### Task
Rewrite the stretch of lines from the start of the dataset entries through the line containing "point(599, 314)", keeping every line and multiplying the coordinates in each line that holds only a point by 2.3, rounded to whole numbers with halves rounded up. Leave the coordinates after "each written like" unchanged, and omit the pictures.

### Dataset entries
....................
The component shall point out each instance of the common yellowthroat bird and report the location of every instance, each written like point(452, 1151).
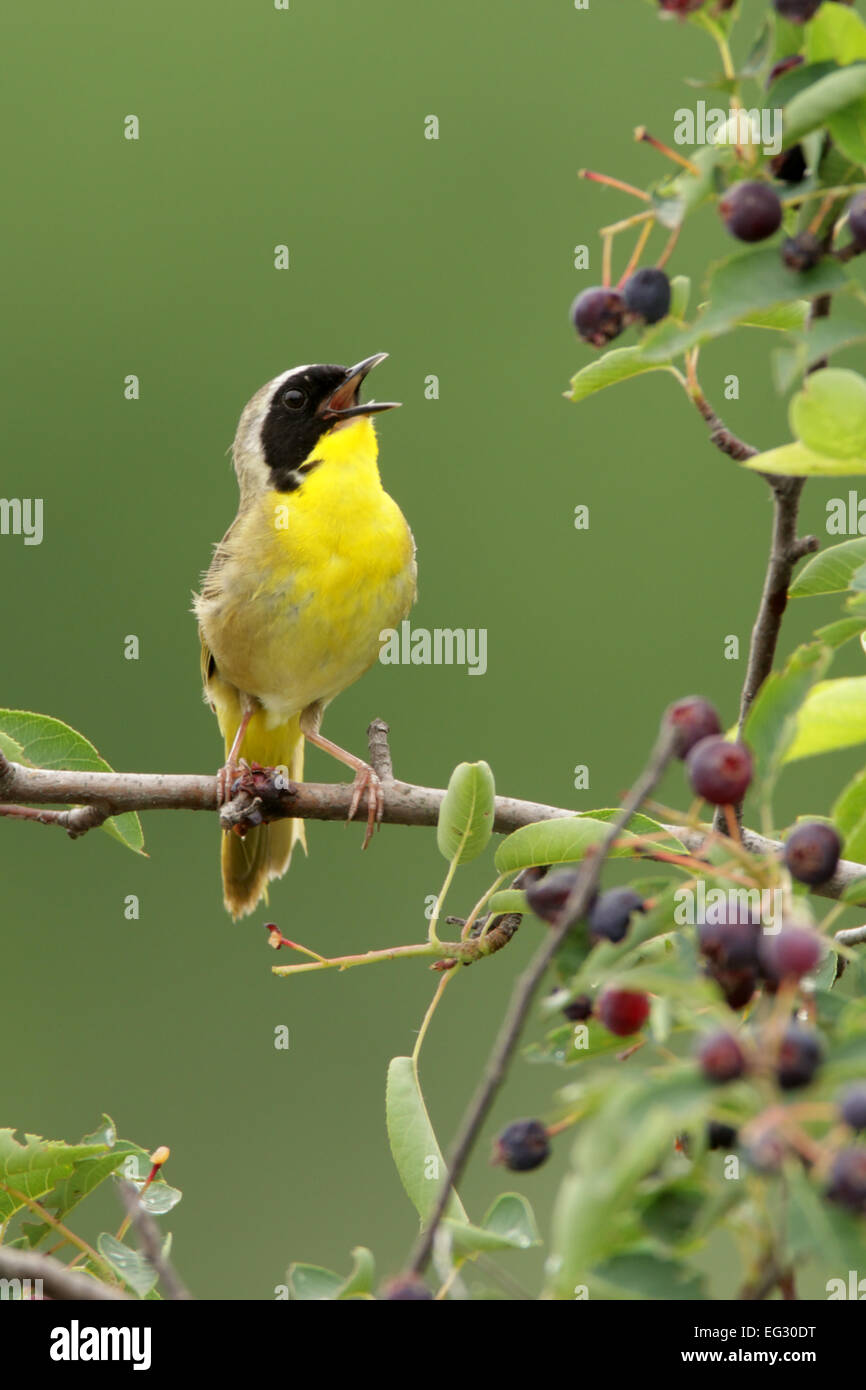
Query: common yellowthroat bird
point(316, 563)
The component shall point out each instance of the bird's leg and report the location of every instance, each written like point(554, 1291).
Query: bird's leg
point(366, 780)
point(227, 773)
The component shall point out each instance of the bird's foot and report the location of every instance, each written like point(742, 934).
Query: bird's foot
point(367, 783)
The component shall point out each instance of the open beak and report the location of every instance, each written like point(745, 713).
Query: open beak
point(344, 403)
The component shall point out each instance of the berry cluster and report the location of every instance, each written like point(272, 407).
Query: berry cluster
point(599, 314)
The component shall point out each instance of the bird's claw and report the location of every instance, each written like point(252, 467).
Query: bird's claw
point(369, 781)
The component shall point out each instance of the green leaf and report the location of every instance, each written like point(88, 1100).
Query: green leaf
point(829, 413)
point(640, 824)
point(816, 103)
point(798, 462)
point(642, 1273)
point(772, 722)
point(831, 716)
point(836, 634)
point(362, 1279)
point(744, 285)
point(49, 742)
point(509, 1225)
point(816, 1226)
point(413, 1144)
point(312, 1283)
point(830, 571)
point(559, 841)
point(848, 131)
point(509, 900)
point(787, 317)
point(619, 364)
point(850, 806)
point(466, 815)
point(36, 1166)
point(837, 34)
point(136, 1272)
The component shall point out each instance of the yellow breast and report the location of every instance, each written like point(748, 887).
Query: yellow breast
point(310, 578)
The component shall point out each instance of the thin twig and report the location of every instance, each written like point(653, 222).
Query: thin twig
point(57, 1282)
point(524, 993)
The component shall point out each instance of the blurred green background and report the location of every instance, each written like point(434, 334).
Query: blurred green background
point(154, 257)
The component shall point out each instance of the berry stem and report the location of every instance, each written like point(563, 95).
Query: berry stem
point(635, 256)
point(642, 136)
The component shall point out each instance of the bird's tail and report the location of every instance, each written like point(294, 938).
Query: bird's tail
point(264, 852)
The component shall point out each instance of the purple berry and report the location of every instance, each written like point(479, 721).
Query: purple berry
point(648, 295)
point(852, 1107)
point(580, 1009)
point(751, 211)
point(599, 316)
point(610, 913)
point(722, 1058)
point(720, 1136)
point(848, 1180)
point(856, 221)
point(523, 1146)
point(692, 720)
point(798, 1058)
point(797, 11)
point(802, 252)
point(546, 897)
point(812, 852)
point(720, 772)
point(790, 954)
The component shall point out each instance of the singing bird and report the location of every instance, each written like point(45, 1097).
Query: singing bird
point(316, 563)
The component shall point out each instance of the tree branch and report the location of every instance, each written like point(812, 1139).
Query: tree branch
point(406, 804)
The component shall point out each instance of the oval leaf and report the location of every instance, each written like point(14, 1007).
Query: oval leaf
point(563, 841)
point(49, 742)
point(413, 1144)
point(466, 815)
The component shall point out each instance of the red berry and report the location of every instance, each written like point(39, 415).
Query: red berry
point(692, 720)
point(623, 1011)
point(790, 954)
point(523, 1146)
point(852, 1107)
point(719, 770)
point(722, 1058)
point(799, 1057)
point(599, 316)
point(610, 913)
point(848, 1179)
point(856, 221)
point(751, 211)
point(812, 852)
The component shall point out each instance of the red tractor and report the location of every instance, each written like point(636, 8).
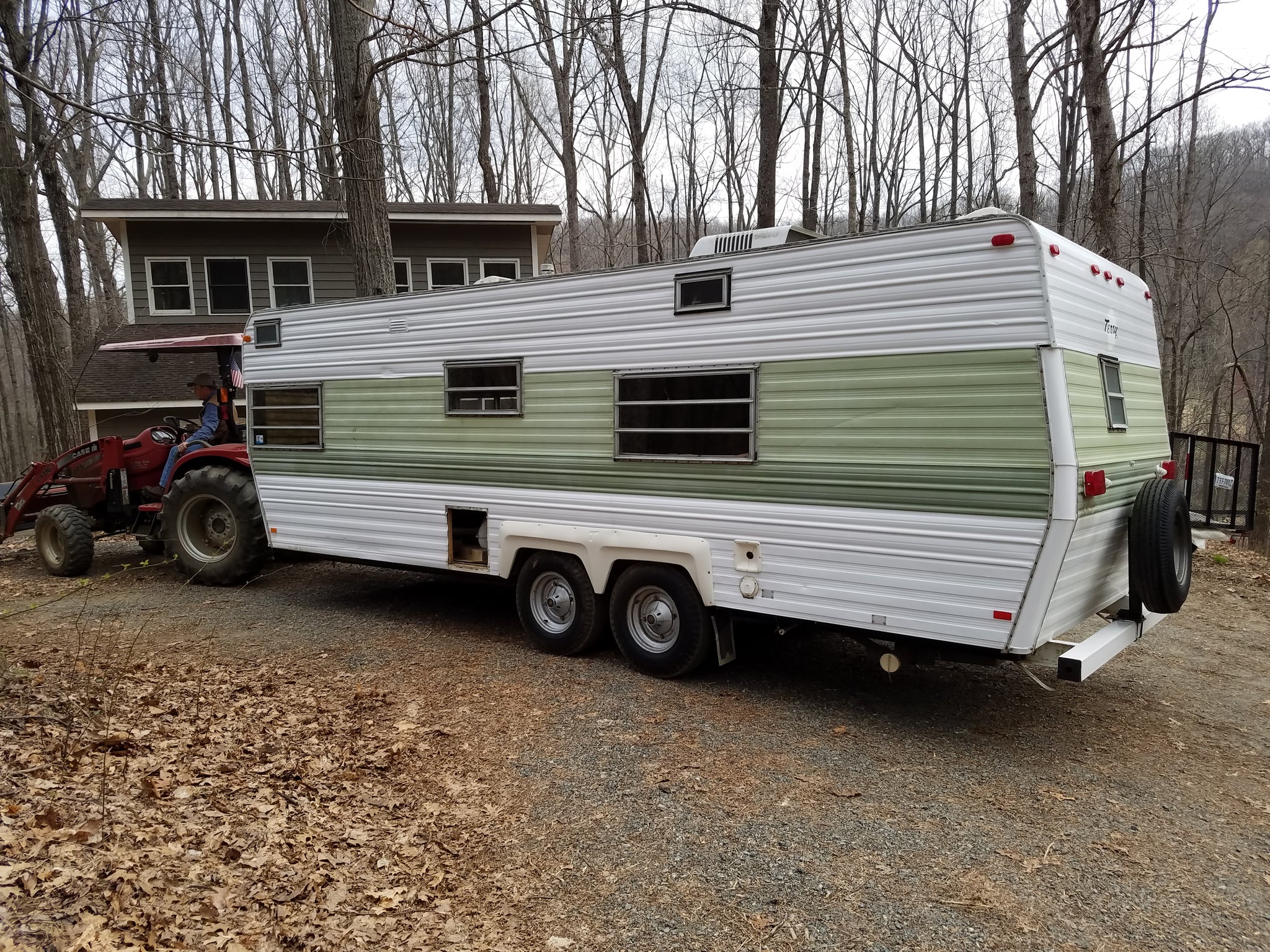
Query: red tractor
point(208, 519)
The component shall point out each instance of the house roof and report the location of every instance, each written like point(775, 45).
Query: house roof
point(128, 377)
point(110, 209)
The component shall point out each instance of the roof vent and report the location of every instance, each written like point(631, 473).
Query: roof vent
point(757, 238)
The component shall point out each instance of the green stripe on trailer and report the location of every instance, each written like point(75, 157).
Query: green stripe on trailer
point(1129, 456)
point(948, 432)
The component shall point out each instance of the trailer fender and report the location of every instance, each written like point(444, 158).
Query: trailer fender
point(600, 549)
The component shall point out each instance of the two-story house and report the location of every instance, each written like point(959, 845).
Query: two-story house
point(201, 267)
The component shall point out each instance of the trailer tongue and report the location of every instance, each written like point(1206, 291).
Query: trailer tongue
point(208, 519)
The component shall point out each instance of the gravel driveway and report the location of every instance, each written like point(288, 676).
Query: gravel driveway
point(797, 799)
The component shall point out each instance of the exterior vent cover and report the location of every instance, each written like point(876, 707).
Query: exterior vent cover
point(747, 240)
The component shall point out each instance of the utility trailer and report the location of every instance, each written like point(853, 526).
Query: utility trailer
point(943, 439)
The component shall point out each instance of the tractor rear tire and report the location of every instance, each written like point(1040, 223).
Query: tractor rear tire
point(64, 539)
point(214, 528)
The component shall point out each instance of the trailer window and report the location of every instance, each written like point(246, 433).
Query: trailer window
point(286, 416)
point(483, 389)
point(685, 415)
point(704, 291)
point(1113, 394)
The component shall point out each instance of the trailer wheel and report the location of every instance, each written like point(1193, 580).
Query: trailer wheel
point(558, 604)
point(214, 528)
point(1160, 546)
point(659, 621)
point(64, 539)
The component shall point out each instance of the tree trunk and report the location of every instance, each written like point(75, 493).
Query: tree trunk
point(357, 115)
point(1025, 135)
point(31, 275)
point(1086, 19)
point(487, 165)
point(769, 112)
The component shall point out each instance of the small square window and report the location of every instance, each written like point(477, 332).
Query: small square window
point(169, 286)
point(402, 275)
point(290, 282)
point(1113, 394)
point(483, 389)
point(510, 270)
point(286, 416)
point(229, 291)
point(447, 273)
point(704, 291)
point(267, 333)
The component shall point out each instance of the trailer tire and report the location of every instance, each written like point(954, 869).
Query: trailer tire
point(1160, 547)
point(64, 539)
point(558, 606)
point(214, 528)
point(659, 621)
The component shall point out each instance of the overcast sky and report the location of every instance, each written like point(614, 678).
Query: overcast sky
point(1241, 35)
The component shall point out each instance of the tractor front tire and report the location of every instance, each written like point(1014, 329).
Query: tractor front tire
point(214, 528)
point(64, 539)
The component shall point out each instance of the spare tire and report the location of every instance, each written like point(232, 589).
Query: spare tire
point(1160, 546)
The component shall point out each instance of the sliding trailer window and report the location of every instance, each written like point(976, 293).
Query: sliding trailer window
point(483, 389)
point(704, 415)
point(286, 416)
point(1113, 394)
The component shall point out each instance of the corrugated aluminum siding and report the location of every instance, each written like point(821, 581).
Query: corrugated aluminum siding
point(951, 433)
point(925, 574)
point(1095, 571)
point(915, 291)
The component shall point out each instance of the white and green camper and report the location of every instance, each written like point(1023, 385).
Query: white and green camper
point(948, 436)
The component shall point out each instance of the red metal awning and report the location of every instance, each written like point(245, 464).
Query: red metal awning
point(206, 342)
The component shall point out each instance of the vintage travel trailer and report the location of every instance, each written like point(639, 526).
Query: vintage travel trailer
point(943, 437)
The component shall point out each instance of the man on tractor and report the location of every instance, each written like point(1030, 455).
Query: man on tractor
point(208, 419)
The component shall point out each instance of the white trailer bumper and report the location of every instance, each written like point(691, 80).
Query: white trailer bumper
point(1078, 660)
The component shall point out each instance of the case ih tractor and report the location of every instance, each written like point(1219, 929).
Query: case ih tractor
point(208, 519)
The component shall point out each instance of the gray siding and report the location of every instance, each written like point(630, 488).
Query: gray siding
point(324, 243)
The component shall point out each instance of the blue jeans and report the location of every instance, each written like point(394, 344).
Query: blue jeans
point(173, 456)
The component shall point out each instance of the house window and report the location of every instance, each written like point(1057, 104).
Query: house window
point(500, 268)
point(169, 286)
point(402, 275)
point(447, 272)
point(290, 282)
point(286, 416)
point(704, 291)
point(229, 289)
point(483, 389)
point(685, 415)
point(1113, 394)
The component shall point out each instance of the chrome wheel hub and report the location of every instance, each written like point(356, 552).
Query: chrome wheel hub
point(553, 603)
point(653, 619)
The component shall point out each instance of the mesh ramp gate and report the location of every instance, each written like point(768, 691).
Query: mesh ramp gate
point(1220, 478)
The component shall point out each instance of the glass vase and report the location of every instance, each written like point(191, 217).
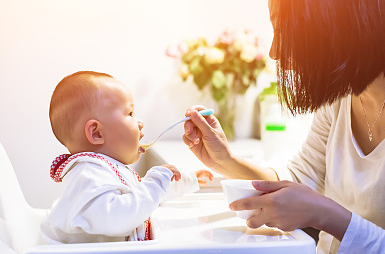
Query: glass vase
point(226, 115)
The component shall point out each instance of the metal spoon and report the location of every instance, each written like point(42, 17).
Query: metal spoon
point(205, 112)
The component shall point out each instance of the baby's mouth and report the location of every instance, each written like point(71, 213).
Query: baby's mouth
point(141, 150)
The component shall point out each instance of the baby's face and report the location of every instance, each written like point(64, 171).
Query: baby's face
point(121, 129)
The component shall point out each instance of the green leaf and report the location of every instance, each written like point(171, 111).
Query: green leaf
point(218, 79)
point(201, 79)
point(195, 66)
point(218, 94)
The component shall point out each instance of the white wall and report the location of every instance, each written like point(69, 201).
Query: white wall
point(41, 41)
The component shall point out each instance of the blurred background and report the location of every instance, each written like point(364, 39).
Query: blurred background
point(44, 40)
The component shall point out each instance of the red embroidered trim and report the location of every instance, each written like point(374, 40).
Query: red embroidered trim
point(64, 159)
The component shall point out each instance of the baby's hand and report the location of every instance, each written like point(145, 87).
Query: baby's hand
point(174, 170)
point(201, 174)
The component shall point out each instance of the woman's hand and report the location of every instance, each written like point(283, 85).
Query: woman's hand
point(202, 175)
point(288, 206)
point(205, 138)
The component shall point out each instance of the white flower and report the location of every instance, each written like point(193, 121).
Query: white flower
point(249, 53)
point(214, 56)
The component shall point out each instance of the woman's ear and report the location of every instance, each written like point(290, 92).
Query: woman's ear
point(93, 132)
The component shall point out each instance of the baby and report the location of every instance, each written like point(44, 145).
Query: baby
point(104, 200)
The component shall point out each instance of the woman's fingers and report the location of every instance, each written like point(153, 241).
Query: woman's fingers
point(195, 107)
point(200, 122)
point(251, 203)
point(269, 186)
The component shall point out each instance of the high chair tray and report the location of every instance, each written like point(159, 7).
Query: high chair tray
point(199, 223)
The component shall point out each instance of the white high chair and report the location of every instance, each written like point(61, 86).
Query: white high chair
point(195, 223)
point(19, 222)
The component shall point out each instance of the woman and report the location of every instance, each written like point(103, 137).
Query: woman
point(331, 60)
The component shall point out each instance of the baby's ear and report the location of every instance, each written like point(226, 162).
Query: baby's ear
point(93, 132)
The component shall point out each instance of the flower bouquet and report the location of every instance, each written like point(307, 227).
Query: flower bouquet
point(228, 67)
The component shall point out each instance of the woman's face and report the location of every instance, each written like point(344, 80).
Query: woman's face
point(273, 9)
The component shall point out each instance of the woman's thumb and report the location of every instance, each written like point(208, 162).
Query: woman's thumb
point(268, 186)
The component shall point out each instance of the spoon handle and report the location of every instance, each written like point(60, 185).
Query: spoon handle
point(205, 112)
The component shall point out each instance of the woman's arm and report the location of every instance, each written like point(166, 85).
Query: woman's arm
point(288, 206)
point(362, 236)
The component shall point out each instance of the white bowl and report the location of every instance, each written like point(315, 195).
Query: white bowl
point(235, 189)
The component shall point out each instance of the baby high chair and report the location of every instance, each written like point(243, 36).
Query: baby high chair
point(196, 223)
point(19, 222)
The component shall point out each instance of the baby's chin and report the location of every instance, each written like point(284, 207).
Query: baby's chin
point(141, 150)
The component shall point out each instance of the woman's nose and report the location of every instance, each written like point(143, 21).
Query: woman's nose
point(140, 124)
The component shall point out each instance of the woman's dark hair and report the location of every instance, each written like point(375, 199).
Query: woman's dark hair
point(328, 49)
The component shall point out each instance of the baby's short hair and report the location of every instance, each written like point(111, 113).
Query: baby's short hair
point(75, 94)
....................
### The output
The component shall point out each instance of the common yellowthroat bird and report the location of every instance, each written like point(452, 1151).
Query: common yellowthroat bird
point(727, 1295)
The component shall point out each instance of the bird's leg and report the location of every instance, each written like point(554, 1291).
Query: bird's leg
point(842, 1794)
point(522, 1778)
The component shall point out each instance of the bird's foot and report the location of every instance, each written like point(742, 934).
Query: bird's foot
point(844, 1801)
The component shall point out each instance of the open beak and report the location of every instance, each written like point(745, 713).
Query: open beak
point(791, 927)
The component shall point out each instance of the berry cluster and report the location of every instance, each written like point(272, 407).
Query: berry cluster
point(1378, 722)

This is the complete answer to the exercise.